* _STATED PROBLEM_
Show each line of the records below that contains the string "instance", copying every such line in full. Case counts.

--- begin MATERIAL FOR THIS EXERCISE ---

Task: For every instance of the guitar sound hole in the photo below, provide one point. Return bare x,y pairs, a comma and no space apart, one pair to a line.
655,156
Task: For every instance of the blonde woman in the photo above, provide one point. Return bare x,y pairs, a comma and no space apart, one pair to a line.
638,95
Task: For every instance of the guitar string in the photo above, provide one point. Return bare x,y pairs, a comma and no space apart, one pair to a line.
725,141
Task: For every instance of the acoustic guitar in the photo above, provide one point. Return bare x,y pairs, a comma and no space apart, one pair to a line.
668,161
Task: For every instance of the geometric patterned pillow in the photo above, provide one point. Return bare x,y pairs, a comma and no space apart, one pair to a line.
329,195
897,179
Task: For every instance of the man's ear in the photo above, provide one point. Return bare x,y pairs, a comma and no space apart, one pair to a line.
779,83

--- end MATERIAL FOR THIS EXERCISE ---
--- begin MATERIAL FOR THIS EXERCISE ---

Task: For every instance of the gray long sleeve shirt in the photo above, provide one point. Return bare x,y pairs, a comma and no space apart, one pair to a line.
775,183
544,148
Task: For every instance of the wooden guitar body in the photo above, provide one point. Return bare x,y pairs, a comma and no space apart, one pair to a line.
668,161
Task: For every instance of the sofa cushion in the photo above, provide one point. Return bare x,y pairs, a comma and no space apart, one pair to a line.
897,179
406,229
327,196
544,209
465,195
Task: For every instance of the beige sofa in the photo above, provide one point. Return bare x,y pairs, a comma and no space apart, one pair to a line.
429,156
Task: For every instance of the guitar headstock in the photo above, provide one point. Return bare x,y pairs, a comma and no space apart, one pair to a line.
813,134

--- end MATERIAL FOR THIS EXERCISE ---

* _CORRECT RESULT_
Task: For every instance of the guitar sound hole in the photo below, provide one point. Return bare x,y pairs, a comma and no space apart, one pair to a line.
Task: For every instance of the blonde woman in the photo above, provide one point. Return bare x,y pairs, a comma and no space apart, one pair to a line.
Task: For every instance of the guitar string in the photo above, provide one point. Return bare x,y pairs, a comma and no space apart, one pair to a line.
Task: For every instance of the acoustic guitar in the photo above, provide one point. Return bare x,y pairs, a comma and no space apart, one pair to a line.
Task: For every instance of the geometric patterned pillow in the photo above, provide one point. Return bare x,y pairs, a comma and no space apart, one pair to a line.
Task: For every instance of the man's ear in the photo above, provide one point. Return bare x,y pairs, a comma and no space apart, one pair to a line.
Task: For every instance of the gray long sleeve shirt in the photo above, provide one point. Return bare x,y pairs, a comma and no space apart, one pair to a line.
Task: For every instance of the wooden guitar body in the photo above, provide one point. Return bare x,y pairs, a comma and no space apart, one pair to a line.
Task: For every instance of the sofa cushion in the photo above, provide one point. Return bare x,y pairs, a comma and no space apart, one pair to a line.
Task: For every instance of the beige sofa in the photo above, provide one point. Return bare x,y pairs, a comma and no space apart, one pair to a line.
Task: For every instance of the guitar headstock in the photo above, provide one point. Return bare x,y pairs, a comma and no space apart, one pair to a line.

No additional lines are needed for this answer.